# CHALLENGE
Turn every one of the records below into a numbered list, one number per line, and leave out any blank lines.

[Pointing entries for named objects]
>>>
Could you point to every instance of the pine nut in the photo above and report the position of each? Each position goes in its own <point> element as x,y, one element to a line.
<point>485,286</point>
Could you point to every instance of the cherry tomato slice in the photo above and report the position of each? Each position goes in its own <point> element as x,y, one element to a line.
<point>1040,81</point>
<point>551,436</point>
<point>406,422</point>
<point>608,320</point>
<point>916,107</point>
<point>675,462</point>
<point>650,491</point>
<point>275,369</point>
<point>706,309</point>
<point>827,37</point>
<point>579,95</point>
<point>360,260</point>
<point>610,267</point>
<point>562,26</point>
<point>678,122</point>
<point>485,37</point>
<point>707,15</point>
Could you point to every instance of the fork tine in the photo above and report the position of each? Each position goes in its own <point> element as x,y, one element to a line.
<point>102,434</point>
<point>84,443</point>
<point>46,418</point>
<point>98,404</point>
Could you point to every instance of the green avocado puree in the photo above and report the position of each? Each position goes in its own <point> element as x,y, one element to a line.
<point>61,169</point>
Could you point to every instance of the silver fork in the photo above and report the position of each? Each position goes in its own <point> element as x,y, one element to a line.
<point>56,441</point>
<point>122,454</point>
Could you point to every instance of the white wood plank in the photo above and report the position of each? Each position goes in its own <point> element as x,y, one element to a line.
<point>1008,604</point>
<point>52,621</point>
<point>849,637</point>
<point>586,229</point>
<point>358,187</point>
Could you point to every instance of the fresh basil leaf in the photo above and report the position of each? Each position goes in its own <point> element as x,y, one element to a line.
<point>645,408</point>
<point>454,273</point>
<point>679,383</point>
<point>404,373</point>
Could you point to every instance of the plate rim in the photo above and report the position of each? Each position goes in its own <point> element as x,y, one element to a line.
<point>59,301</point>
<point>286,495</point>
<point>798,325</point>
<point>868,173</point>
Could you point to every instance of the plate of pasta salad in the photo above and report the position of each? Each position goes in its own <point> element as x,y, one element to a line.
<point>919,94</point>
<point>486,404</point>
<<<
# SOLUTION FOR THIS EXERCISE
1. Could you point to every instance of the pine nut in the photo above and report the position of each? Each position goes in its own <point> element as x,y, one element to a line.
2. <point>485,286</point>
3. Could you point to every instance of the cherry tomato slice in the photo above and report the position of each? Each position goes in its own <point> element as x,y, one element to a line.
4. <point>1040,81</point>
5. <point>551,436</point>
6. <point>406,422</point>
7. <point>608,320</point>
8. <point>916,107</point>
9. <point>675,462</point>
10. <point>650,491</point>
11. <point>275,369</point>
12. <point>706,309</point>
13. <point>827,37</point>
14. <point>579,95</point>
15. <point>360,260</point>
16. <point>610,267</point>
17. <point>562,26</point>
18. <point>678,122</point>
19. <point>485,37</point>
20. <point>707,15</point>
21. Could you point to every instance of the fork tine in the photo above and report the position of each? Each position goes in its own <point> element as x,y, one element to a line.
22. <point>102,434</point>
23. <point>84,443</point>
24. <point>46,418</point>
25. <point>98,404</point>
26. Could you point to every instance of the green avocado puree in the photo above and report the position of each? Each position goes in its own <point> element as x,y, one element to a line.
27. <point>61,169</point>
28. Could you point to every instance of the silver fork in the photo above and report the position of each? Each position goes in its own <point> element as x,y, one element to a line.
29. <point>56,441</point>
30. <point>122,454</point>
31. Could you point to every instance of the white wood plank in the photo above and report the position of each? Each position goes in its own <point> element as x,y, one element to a line.
32. <point>1008,604</point>
33. <point>52,621</point>
34. <point>849,637</point>
35. <point>586,229</point>
36. <point>358,187</point>
37. Could you point to every instance of the fresh basil leaf in the photo above and report the position of each? Each position goes in its own <point> element as x,y, one element to a line.
38. <point>645,408</point>
39. <point>454,273</point>
40. <point>679,383</point>
41. <point>404,373</point>
42. Could you point to every instance of the plate rim in the photo above and report the position of each? Each position goes in its own <point> element as x,y, one element to a line.
43. <point>59,301</point>
44. <point>286,495</point>
45. <point>798,325</point>
46. <point>868,173</point>
47. Could you point to every instance of the plate of pasta salad in the photo above and report the position of each? Each position goes in its own <point> element as x,y, one element to a line.
48. <point>919,94</point>
49. <point>486,404</point>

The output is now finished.